## Udostępniony tekst
►

Moje 5 punktów były typową pułapką w którą dałeś się złapać. Odpowiadając na te punkty potwierdziłeś moją tezę, że prezntujesz opcję prorosyjską. Nie myliłem się, swoim wpisem potwierdzałeś właśnie proputinowska narrację, która z legalizmem nie ma wiele wspólnego. Ty niby legalista wylewałeś krokodyle łzy na nielegalność majdanu, a jednocześnie dopuszczałeś łamanie prawa międzynarodwego przez Rosję. Oto twoja hipokryzja, oto twój fałsz.
Nie byłeś krytyczny względem ewidentnie sprzecznych z prawem miedzynarodowym działań Rosji, ani nie napisałeś nic przeciwko działaniom Rosji naruszającym suwerenność Ukrainy, zbrojnym zajmowaniu ukraińskich baz wojskowych, okrętów, zagarnianiu siłą i wcielaniu Krymu do Rosji itd.
Przypominam, że legalizm to ścisłe trzymanie się w działaniu przepisów prawa, niepodejmowanie żadnych działań niezgodnych z prawem.
Ty w pewnym sensie usprawiedliwiałeś bądz relatywizowałeś działania Rosji porównując je np. z działaniami NATO w innych rejonach świata.
Problem w tym, że czynienie zła przez innych nie upoważnia do łamania prawa przez drugich. Ty jako "obrońca legalizmu" powinienieś to wiedzieć.
Cytat:
Zamieszczone przez Baal-Melkart
Cytat:
Zamieszczone przez exNowy
Stwierdziłeś, że Rosja nie łamie prawa międzynarodowego bardziej od państw NATO, że jej działania są tak samo legalne jak działania NATO w innych rejonach.
A nie jest tak?
Nie zasłaniaj się takim pytaniem. Twój pogląd na te sprawy wyszedł jak szydło z worka przy twojej odpowiedzi na tamte 5 punktów.
Moje kolejne 5 pytań, było ewidentnie retoryczne. One mogły tobie uświadomić, że działania Rosji były sprzeczne z legalizmem. Nie udawaj teraz, że nadal tego nie widzisz.
Cytat:
Zamieszczone przez Baal-Melkart
Cytat:
Zamieszczone przez exNowy
Zatem relatywizowałeś legalność tych działań. Niestety działania Rosji nie były zgodne z prawem międzynarodowym, bo były pogwałceniem suwerenności Ukrainy, były zbrojną interwnecją, dalekie są od uznania międzynarodowego oraz były sprzeczne z legalizmem.
Nie, nie relatywizowałem legalności tych działań. Relatywizowałem same działania obu podmiotów. Nie wyważaj więc otwartych drzwi.
Relatiwizując działania obu podmiotów musiałeś relatywizować legalność działań Rosji. Inaczej twoje porównanie nie miałoby sensu.
Ono wyrażnie sugerowało porównywanie legalności obu podmiotów, a więc także Rosji.

◄

Wpisy ze zbioru danych do wskazywania punktów
►

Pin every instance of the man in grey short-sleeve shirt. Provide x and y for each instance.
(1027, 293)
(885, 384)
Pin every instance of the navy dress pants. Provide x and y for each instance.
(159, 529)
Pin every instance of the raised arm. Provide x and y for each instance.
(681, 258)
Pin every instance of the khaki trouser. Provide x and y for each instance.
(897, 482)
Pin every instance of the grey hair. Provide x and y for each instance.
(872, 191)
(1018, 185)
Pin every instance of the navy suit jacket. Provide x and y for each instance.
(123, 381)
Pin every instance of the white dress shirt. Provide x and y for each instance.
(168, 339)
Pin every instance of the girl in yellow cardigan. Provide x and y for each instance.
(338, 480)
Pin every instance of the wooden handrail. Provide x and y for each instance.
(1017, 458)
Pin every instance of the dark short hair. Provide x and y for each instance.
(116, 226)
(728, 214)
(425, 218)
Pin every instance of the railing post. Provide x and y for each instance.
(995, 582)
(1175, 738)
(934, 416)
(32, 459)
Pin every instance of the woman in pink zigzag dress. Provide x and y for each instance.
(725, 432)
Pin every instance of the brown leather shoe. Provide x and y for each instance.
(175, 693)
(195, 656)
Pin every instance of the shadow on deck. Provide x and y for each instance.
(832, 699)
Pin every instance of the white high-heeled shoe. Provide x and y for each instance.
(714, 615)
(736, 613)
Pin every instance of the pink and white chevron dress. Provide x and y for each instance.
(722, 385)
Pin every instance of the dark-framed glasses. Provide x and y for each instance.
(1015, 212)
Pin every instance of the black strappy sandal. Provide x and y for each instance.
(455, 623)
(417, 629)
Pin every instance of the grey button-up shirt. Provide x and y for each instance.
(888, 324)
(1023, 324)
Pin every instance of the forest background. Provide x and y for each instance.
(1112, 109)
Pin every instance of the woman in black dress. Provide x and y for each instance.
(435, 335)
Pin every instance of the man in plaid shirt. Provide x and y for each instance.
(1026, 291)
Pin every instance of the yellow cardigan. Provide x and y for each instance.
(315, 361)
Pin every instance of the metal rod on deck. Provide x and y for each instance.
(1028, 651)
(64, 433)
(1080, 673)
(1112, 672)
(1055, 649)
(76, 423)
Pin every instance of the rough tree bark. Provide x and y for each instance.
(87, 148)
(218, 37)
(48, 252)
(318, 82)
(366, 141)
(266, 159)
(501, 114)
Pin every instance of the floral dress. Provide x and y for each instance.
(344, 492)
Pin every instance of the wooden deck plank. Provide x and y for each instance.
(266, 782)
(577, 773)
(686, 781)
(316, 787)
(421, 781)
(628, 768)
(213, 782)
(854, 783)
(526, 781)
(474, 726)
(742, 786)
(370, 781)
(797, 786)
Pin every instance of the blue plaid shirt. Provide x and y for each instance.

◄

## Zadania do rozwiązania
1/ Przekształć w plik CSV z dwiema kolumnami, "polecenie" i "odpowiedź", wyłącznie ten fragment wierszy, który zaczyna się od wiersza zawierającego "Pin every instance of the dark-framed", a kończy na wierszu zawierającym "(1023, 324)", włącznie z obydwoma. Każdemu poleceniu ma odpowiadać jedna linia CSV z jego treścią i odpowiedzią, każda w jednym polu ujętym w cudzysłów, a podziały linii należy zastąpić spacjami.
2/ Kontynuuj tekst o legalności działań Rosji wobec Ukrainy, zaczynając zaraz po jego ostatnim zdaniu.
Tekst i wiersze to dwa odrębne, niezależne od siebie materiały.

## Odpowiedzi do zadań
1/
polecenie,odpowiedź
"Pin every instance of the dark-framed glasses. Provide x and y for each instance.","(1015, 212)"
"Pin every instance of the black strappy sandal. Provide x and y for each instance.","(455, 623) (417, 629)"
"Pin every instance of the grey button-up shirt. Provide x and y for each instance.","(888, 324) (1023, 324)"

2/
Cytat:
Zamieszczone przez Baal-Melkart
Cytat:
Zamieszczone przez exNowy
Obstawałeś więc za relatywizmem, a nie za legalizmem.
Legalizm to ścisłe trzymanie się przepisów prawa, niepodejmowanie żadnych działań niezgodnych z prawem. Zatem nie byłeś prawdziwym obrońcą legalizmu.
Obstawałem za legalizmem i nadal obstaje. Pisałem już w tym wątku, że jestem za powrotem do stanu z jesieni zeszłego roku.
Jesteś w sprzecznoiści z zacytowaną przeze mnie słownikową definicją legalizmu. Zatem nie możesz być prawdziwym obrońcą legalizmu. Nie możesz też obstawać za legalizmem skoro traktujesz go tak instrumentalnie. Ty w oczywisty sposób relatywizujesz legalność dzaiałań Rosji.
Posługujesz się legalizmem w celu przywrócenie stanu, który był wygodny dla Rosji, ale nie był on dobry dla Ukraińców, którzy od dawna przeciw temu protestowali.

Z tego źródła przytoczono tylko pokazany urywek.